Requirements: Can you turn the listing lines, from the one containing "Where can you find the blue" up to and including the one containing "(174, 1038)", into a Markdown table with columns named Number and Entry, skipping any blank lines?

Input records:
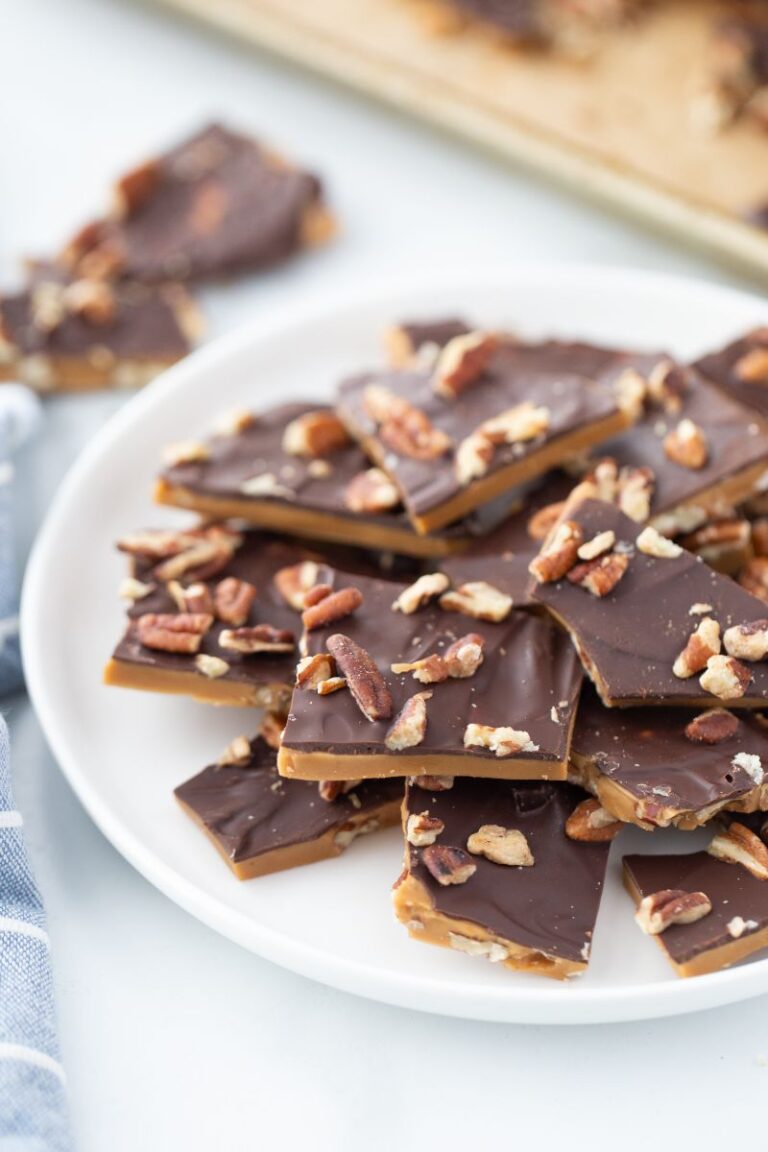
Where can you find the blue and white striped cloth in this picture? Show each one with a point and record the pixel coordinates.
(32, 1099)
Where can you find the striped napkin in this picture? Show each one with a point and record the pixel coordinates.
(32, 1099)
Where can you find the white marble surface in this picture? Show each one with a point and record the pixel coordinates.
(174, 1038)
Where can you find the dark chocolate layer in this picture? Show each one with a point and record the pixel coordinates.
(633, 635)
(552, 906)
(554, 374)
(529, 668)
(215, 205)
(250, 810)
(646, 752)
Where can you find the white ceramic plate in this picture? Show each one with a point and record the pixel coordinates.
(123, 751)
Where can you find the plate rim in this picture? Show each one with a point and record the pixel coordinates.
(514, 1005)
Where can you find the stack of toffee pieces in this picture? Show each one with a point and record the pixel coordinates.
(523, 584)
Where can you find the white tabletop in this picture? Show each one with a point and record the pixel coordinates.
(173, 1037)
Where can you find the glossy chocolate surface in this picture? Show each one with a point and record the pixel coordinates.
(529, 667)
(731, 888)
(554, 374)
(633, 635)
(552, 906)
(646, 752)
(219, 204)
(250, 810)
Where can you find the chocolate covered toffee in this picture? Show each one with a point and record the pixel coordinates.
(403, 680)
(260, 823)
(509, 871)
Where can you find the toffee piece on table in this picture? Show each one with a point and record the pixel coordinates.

==

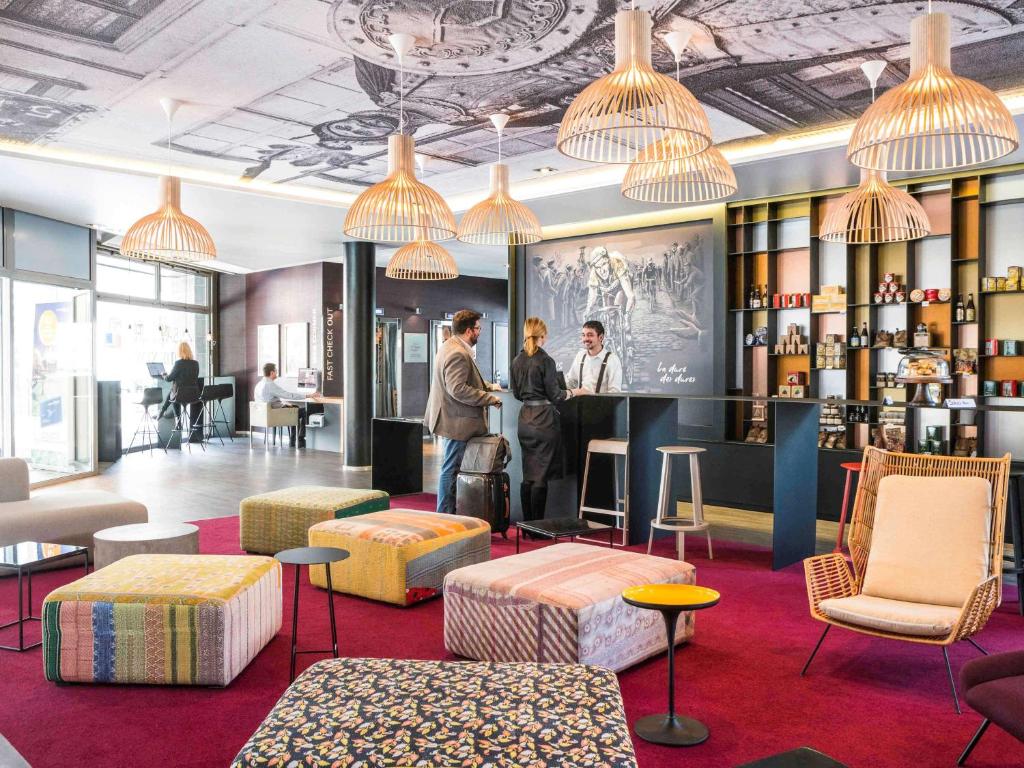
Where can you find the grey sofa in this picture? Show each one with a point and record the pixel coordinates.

Result of this task:
| Number | Entry |
|---|---|
| 1 | Where can you find the blue and white striped cloth in this picture? Show each one with a point and record the pixel coordinates. |
| 2 | (32, 1099) |
| 3 | Where can you find the striped napkin in this picture? Show each one with a point and record the pixel coordinates. |
| 4 | (32, 1099) |
| 5 | Where can you find the white marble surface in this picture? Show each one with a point and record the pixel coordinates. |
| 6 | (174, 1038) |